--- START OF Exercise input ---

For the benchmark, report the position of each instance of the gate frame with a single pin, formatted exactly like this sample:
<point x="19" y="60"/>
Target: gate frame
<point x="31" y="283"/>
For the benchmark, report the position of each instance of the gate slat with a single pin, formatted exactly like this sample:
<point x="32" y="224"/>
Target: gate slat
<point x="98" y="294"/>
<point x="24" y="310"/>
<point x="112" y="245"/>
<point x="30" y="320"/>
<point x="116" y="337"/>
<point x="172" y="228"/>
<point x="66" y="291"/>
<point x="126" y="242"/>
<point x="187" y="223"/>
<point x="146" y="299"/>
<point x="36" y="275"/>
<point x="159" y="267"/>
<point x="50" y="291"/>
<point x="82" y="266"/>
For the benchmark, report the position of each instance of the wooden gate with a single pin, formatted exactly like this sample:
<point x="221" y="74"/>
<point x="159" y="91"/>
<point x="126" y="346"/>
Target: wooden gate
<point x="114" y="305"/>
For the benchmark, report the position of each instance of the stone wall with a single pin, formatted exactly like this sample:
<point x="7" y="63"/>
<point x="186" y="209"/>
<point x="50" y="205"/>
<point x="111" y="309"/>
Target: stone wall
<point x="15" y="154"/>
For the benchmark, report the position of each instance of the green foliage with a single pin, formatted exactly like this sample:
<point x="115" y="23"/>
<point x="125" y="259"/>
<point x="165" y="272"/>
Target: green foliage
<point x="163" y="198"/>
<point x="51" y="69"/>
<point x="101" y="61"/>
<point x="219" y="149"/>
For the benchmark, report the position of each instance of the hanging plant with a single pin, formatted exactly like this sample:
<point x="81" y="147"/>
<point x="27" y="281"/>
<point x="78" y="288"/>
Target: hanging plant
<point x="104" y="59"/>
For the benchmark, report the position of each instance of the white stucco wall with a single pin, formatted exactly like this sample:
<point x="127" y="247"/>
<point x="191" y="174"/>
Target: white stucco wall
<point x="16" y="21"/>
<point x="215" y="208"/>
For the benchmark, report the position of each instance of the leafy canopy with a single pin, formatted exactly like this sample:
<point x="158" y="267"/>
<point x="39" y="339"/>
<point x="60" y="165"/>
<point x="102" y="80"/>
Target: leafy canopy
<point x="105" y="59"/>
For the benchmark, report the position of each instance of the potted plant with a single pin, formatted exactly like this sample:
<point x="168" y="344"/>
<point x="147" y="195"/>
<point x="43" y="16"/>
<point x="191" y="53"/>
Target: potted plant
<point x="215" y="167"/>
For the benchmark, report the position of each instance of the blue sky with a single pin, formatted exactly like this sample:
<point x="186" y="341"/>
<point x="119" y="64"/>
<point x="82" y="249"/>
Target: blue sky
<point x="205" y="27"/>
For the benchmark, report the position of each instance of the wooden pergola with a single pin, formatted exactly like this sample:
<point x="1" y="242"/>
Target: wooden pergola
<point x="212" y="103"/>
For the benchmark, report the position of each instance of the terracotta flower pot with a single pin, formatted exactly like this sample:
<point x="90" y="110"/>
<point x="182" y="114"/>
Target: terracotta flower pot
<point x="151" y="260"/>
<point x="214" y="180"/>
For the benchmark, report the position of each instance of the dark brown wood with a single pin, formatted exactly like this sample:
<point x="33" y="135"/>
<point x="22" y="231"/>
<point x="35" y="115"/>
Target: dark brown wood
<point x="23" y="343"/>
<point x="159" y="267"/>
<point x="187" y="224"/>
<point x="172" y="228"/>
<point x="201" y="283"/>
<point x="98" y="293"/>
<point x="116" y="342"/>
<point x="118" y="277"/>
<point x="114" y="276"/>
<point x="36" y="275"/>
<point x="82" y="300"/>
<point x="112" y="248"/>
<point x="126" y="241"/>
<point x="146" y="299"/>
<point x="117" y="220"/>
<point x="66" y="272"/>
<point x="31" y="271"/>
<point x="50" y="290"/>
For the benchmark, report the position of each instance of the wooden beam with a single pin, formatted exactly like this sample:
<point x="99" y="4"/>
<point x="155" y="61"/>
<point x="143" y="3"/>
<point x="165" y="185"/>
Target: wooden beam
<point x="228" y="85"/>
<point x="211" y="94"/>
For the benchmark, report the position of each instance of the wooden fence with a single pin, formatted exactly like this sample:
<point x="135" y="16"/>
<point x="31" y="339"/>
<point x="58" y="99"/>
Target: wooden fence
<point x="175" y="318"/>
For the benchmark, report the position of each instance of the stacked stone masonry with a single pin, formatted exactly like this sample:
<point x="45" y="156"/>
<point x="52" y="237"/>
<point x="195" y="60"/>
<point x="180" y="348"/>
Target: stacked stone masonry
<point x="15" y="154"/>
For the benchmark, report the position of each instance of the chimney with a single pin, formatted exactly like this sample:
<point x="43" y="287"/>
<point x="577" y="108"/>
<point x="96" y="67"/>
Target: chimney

--- END OF Exercise input ---

Rewrite the stretch of records from the line containing "the wooden fence" through the end of the records, keeping every line, requests included. Shift each x and y coordinate in the answer points by -106, and leave the numbers in the requests and their format samples as they are.

## Finished answer
For the benchmark, report the position of each instance of the wooden fence with a single pin, formatted exactly like this sample:
<point x="135" y="16"/>
<point x="31" y="339"/>
<point x="58" y="99"/>
Target: wooden fence
<point x="69" y="212"/>
For the benchmark, report the position of each instance of the stacked stone masonry with a single pin, formatted exactly like this sample:
<point x="45" y="156"/>
<point x="52" y="237"/>
<point x="195" y="60"/>
<point x="180" y="348"/>
Target: stacked stone masonry
<point x="-91" y="48"/>
For the benchmark, report the position of each instance of the chimney with a single pin, formatted exactly like this sample:
<point x="43" y="287"/>
<point x="577" y="108"/>
<point x="96" y="67"/>
Target: chimney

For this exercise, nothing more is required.